Please copy out all of the records below, replacing "straight edges" with "straight segments" everywhere and leaving everything else unchanged.

◆ ◆ ◆

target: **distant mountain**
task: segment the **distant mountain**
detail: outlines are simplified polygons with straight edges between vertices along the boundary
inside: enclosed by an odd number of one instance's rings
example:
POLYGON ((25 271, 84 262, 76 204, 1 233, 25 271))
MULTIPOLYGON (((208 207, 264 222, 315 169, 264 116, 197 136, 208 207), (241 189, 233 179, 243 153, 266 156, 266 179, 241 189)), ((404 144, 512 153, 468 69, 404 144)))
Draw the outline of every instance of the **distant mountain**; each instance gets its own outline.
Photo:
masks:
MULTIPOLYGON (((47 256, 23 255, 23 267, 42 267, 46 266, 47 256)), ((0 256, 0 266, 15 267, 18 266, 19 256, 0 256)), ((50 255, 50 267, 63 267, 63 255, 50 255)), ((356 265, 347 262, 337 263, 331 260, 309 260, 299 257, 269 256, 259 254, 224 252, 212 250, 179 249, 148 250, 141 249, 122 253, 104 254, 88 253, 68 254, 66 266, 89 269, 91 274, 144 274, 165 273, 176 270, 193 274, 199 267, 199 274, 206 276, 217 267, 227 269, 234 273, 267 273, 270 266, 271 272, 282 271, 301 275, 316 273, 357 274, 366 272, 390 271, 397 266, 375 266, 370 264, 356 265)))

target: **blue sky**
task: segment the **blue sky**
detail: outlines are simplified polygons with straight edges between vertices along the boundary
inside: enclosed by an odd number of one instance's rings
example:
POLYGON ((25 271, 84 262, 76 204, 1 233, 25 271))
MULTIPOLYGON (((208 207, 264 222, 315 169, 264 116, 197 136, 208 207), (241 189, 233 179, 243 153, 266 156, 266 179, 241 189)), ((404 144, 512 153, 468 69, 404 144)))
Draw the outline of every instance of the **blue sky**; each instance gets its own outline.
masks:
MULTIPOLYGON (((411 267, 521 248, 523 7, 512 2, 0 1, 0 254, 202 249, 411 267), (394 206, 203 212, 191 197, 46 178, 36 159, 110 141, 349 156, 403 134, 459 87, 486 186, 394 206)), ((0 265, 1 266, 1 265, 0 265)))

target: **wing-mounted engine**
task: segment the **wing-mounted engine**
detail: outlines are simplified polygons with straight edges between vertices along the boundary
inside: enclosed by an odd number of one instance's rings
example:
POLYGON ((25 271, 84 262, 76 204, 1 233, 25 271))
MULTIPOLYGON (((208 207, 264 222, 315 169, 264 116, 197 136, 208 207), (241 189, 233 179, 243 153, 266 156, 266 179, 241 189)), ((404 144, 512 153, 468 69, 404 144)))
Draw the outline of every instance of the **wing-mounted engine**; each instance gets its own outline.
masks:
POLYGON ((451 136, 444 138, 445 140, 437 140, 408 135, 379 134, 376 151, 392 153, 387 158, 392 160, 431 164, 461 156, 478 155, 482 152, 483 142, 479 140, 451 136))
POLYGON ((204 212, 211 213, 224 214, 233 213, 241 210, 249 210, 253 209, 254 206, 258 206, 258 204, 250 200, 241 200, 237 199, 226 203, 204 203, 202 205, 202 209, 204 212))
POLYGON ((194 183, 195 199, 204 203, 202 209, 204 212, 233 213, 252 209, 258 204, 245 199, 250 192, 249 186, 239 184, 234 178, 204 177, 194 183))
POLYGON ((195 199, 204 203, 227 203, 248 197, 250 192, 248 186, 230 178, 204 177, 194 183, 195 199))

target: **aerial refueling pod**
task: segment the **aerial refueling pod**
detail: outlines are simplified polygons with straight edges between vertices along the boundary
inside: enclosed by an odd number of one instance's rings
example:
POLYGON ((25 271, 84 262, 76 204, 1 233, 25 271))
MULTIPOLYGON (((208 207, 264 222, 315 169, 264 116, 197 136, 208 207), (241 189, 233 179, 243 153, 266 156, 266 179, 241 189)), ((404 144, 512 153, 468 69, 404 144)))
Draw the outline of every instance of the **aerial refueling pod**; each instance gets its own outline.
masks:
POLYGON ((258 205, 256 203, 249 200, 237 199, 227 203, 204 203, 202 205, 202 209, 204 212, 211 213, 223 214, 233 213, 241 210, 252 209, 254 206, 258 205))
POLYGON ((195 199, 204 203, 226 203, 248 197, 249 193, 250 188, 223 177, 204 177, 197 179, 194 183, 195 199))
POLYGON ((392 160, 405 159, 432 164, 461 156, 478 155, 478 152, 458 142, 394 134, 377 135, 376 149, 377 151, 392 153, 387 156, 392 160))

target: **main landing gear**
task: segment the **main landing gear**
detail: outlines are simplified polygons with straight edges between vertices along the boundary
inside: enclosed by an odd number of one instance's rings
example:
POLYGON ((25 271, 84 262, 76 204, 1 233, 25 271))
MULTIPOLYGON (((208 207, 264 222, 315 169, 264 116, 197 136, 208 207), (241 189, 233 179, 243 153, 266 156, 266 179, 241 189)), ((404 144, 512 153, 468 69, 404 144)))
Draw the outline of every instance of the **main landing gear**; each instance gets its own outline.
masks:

◆ ◆ ◆

— REPLY TO THE EXERCISE —
target: **distant mountain**
task: segment the **distant mountain**
detail: outlines are simplified polygons with straight segments between vertices along the boundary
inside: enclosed by an odd number of one instance's rings
example:
POLYGON ((25 271, 84 262, 76 204, 1 233, 25 271))
MULTIPOLYGON (((208 207, 264 222, 315 169, 264 116, 197 136, 208 207), (241 189, 233 179, 243 153, 266 156, 266 179, 241 189)), ((404 144, 512 153, 468 69, 404 144)))
Draw the outline of every instance of the **distant mountain**; each instance gets its own outline.
Photo:
masks:
MULTIPOLYGON (((47 256, 23 255, 23 267, 42 267, 46 266, 47 256)), ((0 256, 0 266, 15 267, 18 266, 19 256, 0 256)), ((50 255, 50 267, 63 267, 63 255, 50 255)), ((356 265, 347 262, 337 263, 331 260, 309 260, 299 257, 269 256, 259 254, 224 252, 212 250, 179 249, 148 250, 141 249, 122 253, 104 254, 88 253, 68 254, 66 266, 89 269, 91 274, 144 274, 165 273, 176 270, 193 274, 199 267, 199 274, 206 276, 217 267, 227 269, 234 273, 267 273, 270 266, 271 272, 282 271, 301 275, 316 273, 357 274, 366 272, 390 271, 397 266, 375 266, 370 264, 356 265)))

target: **blue sky**
task: segment the **blue sky**
detail: outlines are simplified polygons with straight segments between vertices along the boundary
inside: enclosed by an odd number of one instance's rings
example:
POLYGON ((25 271, 84 262, 76 204, 1 233, 25 271))
MULTIPOLYGON (((208 207, 264 222, 315 169, 264 116, 197 136, 208 207), (241 189, 233 179, 243 153, 266 156, 266 179, 241 189)), ((404 144, 512 153, 468 69, 404 144)))
Draw the outline of every instance of the **blue sky**; each instance gets its own outline.
masks:
MULTIPOLYGON (((411 267, 521 248, 523 7, 512 2, 0 1, 0 254, 202 249, 411 267), (394 206, 203 212, 191 197, 46 178, 36 159, 110 141, 349 156, 403 134, 459 87, 486 186, 394 206)), ((0 265, 1 266, 1 265, 0 265)))

target: **wing-mounted engine**
task: segment the **wing-mounted engine**
detail: outlines are simplified polygons with straight segments between vertices along the boundary
inside: enclosed by an odd number of one instance's rings
example:
POLYGON ((25 271, 84 262, 76 204, 1 233, 25 271))
MULTIPOLYGON (((208 207, 264 222, 315 169, 264 116, 197 136, 208 207), (241 189, 233 179, 243 153, 266 156, 266 179, 241 189)), ((404 144, 512 153, 468 69, 404 144)))
Draw the outline of every instance of the **wing-mounted engine**; each instance gets its own outline.
masks:
POLYGON ((451 136, 444 138, 445 140, 437 140, 408 135, 379 134, 376 151, 392 153, 387 158, 392 160, 431 164, 461 156, 478 155, 482 152, 483 142, 479 140, 451 136))
POLYGON ((204 212, 211 213, 224 214, 233 213, 241 210, 249 210, 253 209, 254 206, 258 206, 258 204, 250 200, 241 200, 237 199, 226 203, 204 203, 202 205, 202 209, 204 212))
POLYGON ((194 183, 195 199, 204 203, 202 209, 204 212, 233 213, 252 209, 258 204, 245 199, 250 192, 249 186, 239 184, 234 178, 204 177, 194 183))
POLYGON ((195 199, 204 203, 227 203, 248 197, 250 192, 248 186, 230 178, 204 177, 194 183, 195 199))

target: **aerial refueling pod**
task: segment the **aerial refueling pod**
detail: outlines are simplified polygons with straight segments between vertices along the boundary
inside: enclosed by an odd number of one instance's rings
example:
POLYGON ((25 271, 84 262, 76 204, 1 233, 25 271))
MULTIPOLYGON (((208 207, 264 222, 315 169, 264 116, 197 136, 208 207), (241 189, 233 179, 243 153, 266 156, 266 179, 241 189)), ((404 144, 512 153, 468 69, 404 144)))
Draw the outline of every instance of the **aerial refueling pod**; each instance gets its own outline.
masks:
POLYGON ((258 205, 256 203, 249 200, 237 199, 227 203, 204 203, 202 205, 202 209, 204 212, 211 213, 223 214, 233 213, 241 210, 252 209, 254 206, 258 205))
POLYGON ((195 199, 204 203, 226 203, 248 197, 249 193, 250 188, 223 177, 204 177, 197 179, 194 183, 195 199))
POLYGON ((392 160, 405 159, 432 164, 461 156, 478 155, 478 152, 458 142, 394 134, 377 135, 376 149, 377 151, 392 153, 387 156, 392 160))

target: **main landing gear**
task: segment the **main landing gear**
detail: outlines are simplified polygons with straight segments between vertices along the boundary
inside: enclosed by an odd number of one instance's rings
example:
POLYGON ((25 271, 84 262, 76 204, 1 233, 25 271))
MULTIPOLYGON (((208 207, 264 222, 315 169, 264 116, 197 136, 208 207), (241 189, 233 179, 243 153, 266 156, 266 179, 241 189)), ((404 144, 512 153, 468 69, 404 144)))
Draw the outline of every instance of the **main landing gear**; each instance gets its own outline.
masks:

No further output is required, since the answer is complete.